+++ DOCUMENT PASSAGE +++
20 Reputable UK Agencies For Child Actors

Child Actors UK Agencies

Child actors have a bewildering array of talent agencies on offer. But they aren’t all equal. We list 20 reputable agencies that are frequently recommended by parents.

Contents:

Before You Apply To Child Acting Agencies

There are a LOT of talent agencies who represent child actors, and more pop up each year. Before you actually apply, read our article about how to become a child actor because you must really understand what you are committing your family and money to. Getting your child into acting is not easy.

If last-minute trips to London for castings don’t sound possible for your family circumstances and budget, then an alternative option is to find a suitable child extras agency instead of the acting agencies in this article.

Agencies are a matter of personal choice, so some you will like and others you won’t. Even in the best children’s acting agencies in the UK, some child actors will get invited to many castings, while the majority meet casting directors once in a blue moon. Whether you receive a personal recommendation for an agency will depend on which family you speak to.
+++ EXCERPTED RECORDS +++
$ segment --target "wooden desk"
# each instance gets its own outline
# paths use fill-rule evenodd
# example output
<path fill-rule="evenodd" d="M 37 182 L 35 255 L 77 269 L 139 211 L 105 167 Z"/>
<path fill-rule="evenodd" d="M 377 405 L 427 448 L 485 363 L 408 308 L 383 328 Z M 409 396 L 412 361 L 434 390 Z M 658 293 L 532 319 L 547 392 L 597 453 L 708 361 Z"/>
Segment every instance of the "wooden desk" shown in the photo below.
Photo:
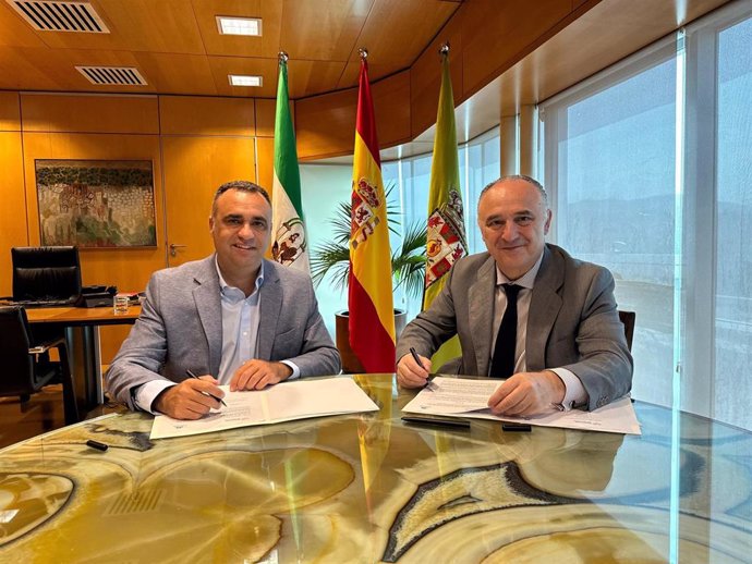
+++
WHAT TO DO:
(1) According to the article on UK child acting agencies, why should a family read the piece on how to become a child actor before applying to agencies? Answer in one to three sentences.
(2) What alternative does the article on UK child acting agencies suggest for families who cannot manage last-minute trips to London for castings?
(3) Please pick up the article on UK child acting agencies right after its final sentence and continue writing it.

RESPONSES TO THE EXERCISE:
(1) The family needs to understand what they are committing their family and money to. Getting a child into acting is not easy.

(2) It suggests finding a suitable child extras agency.

(3)
However, do take note of how much money parents are asked to pay up front. Whilst it is normal to pay an annual fee to be on an acting agent’s books in addition to all the other fees, it should not be excessive. The point of being an agent is to make money from the commission when the client receives paid work, so be wary if other sources of income are being generated instead.

Regular Training Definitely Helps

Meanwhile, all young performers should train continuously. Singing and dance lessons for children interested in Musical Theatre. Drama lessons or youth theatre for the experience of acting on stage. Musical instruments, football horse riding, bike stunts, and sailing skills also crop up on casting director briefs.

Acting Auditions UK For Under 16s

The best child acting agencies in the UK are permitted to register their represented children and young adults with Spotlight. This will be used to submit young actors for premium film and TV roles.

But you can join one of the other UK casting websites without being represented by a children’s acting agency. Or, keep an eye out for roles added to Facebook filmmaking groups by local student and microbudget filmmakers. These will be low or unpaid roles and usually for short films intended for film festivals. It’s a good way to build up experience (for you and your child) and obtain showreel.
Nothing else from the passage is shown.